> **Source text**:
Anyway, with all that business over for now we can get on with the episode's main thrust.  This involves Dart, Husky and Slim being sent to find out what's happened to two ships full of colonists that vanished mysteriously on the way to Pluto.  We find out before they do that the culprits are the strange people of Neptune.  With their ghostly appearance, floaty robes, strange draperies and odd plant arrangements, the Neptunians are possibly the spookiest aliens ever to appear in anything.  This is enhanced by their weird, high-pitched voices (despite apparently being male their leader, Tyro, has a squeaky female voice provided by Ysanne Churchman - best known for voicing infamously phallic alien Alpha Centauri in Doctor Who), and the way the speaking Neptunian's always lit, while the others are wreathed in shadows.  They could have been designed by Edward Gorey.

The Neptunians have sidetracked the colonist ships by using their long-range hypnotic powers, and their motive for doing so is a novel one: sheer laziness.  They loathe any kind of physical activity ("Don't mention the word work! The mere thought of it makes me feel tired," shrieks Tyro at one point), and so draw any passing ships to Neptune and mentally enslave the inhabitants to do everything for them.  But their existing slaves are dying off.  "We need more stupid Earthmen!" as one of the Neptunians succinctly observes.

As the Galasphere crew chase after the latest ship drawn off course, they begin to be pulled toward Neptune too.  But when Husky falls into a trance he collapses on the control for the ship's magnetic field - which it turns out nullifies the Neptunians' psychic powers.

Excited by this discovery, Dart and the gang manage to get the colonist ship within the magnetic field, awakening its Martian crew.  But with the magnetic field on the Galasphere's unable to communicate with the other ship. So how can they warn them about what's going on?

Dart has the bright idea of using Morse code to contact the other ship's occupants.  Well, I say bright - the fact is that Morse code's completely antiquated and it seems vastly unlikely that Martians would be able to understand it anyway.  "They don't seem to understand Morse code," says a baffled Dart.

"What do they think it is Christmas?" - tuts the heavily Russian-accented Martian captain when he sees Dart switching his torch on and off.  But it turns out he does know Morse code after all, and they follow Dart's instructions to stay well away from Neptune.

The Neptunians, rather miffed at this loss of potential workhorses, aim a missile at the Galasphere - which turns out to be a damp squib as it's just burnt up by the ship's forcefield.  Dart, Husky and Slim return home to the news that Gabbler can now speak English - in a high-pitched, American-accented female voice that makes him barely more intelligible than he was before.

The Slaves of Neptune is an inventive story with some wonderfully odd ideas in it, and the Neptune scenes are magnificently eerie.  It's the best Space Patrol to date and you can watch it here.

Next week, Space Patrol moves to the slightly earlier time of Thursday.

Well, that's the future dealt with for another week .  Now here comes the past:

Reigning all the time can get very wearying, so this week we find King Richard having a break by engaging in a spot of recreational deer killing with his constant companion Sir Gilbert.  Their fun's short-lived though, as they soon stumble across the corpse of a man stripped to his (considerable) undergarments.  Initially Gilbert thinks he accidentally offed the poor chap with a stray arrow, but Richard dramatically turns the body over and announces: "This man was not killed... by an arrow!"

> **Records supplied**:
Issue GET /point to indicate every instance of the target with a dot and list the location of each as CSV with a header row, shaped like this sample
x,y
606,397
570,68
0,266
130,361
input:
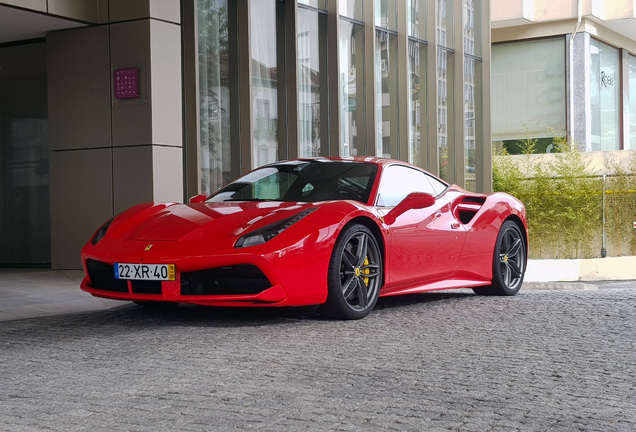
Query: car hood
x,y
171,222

> **What to work on**:
• 1. Can you copy the review from "As the Galasphere" to "Neptunians' psychic powers." and change "Husky" to "Slim"?
• 2. Could you carry on the television review past its last sentence?
The entries are separate material, apart from the review.

> **Answer list**:
• 1.
As the Galasphere crew chase after the latest ship drawn off course, they begin to be pulled toward Neptune too.  But when Slim falls into a trance he collapses on the control for the ship's magnetic field - which it turns out nullifies the Neptunians' psychic powers.

• 2.
Yes, it's another case for Inspector King Richard I of the Yard, who heads to a nearby encampment of soldiers for some clues to the dead man's identity.  The chief is randy old Irishman Sir Brian McFergus, who we first see salivating over a buxom delivery girl.  It's strange to see the normally dour Philip Latham playing such a jovial character.

Sir Brian thinks the body was that of one of the raiders who've been plaguing his men by stealing gold from their wagons - he must've been turned on by one of his compatriots.  The only lead for where the raiders might be hiding out is the local monastery, run by the saintly Father Benedict (Robert Raglan, the colonel from Dad's Army).  Benedict has a tendency to take in all manner of waifs and strays in the hope that they'll eventually take holy orders, and currently the monastery's overflowing with discharged seamen.  Lemuel, the lay brother who looks after these dodgy types, is played by Neil Hallett, who - Ghost Squad having come to an end last week - it's lovely to see again.  Richard and Gilbert go undercover at the monastery as a pair of former sailors - giving Dermot Walsh the chance to use the accent of his homeland, Ireland: "Sure oi'm the king of England!" the incognito Richard jests at one point.

Put to work in the monastery garden with nothing but gruel to eat, Gilbert's not very happy.  He sits glumly in his cell as an internal monologue lists all the food he'd like to chow down on.  He's like a character from the Beano.

Gilbert's stomach gets the better of his discretion (this is one of the King's most trusted soldiers, by the way - bloody hell), and he heads to the kitchen to find something to eat - only to come across much carousing as Lemuel and his supposedly ascetic chums indulge in a vast midnight feast, complete with arm wrestling and other hearty pursuits as well, no doubt.

Lemuel tries to convince Gilbert the party's a final blow-out for the sailors who've decided to become monks, and sentences him to solitary confinement for a month to keep his tongue from wagging.  As Gilbert languishes, Richard gets ever more into character as a bone idle ne'er do well wanted for all sorts of crimes.

Eventually Lemuel invites him to join the raiders, whereupon he beats up Gilbert's guard and frees his friend...

...and the two of them round up the baddies (including ubiquitous heavies Bill Nagy and Walter Randall).

And that's it, really.  The plots of Richard the Lionheart may be paper-thin, but at least it only takes 25 minutes to tell them.  I've seen much slighter stories dragged out to twice the time, and I'm sure you have too.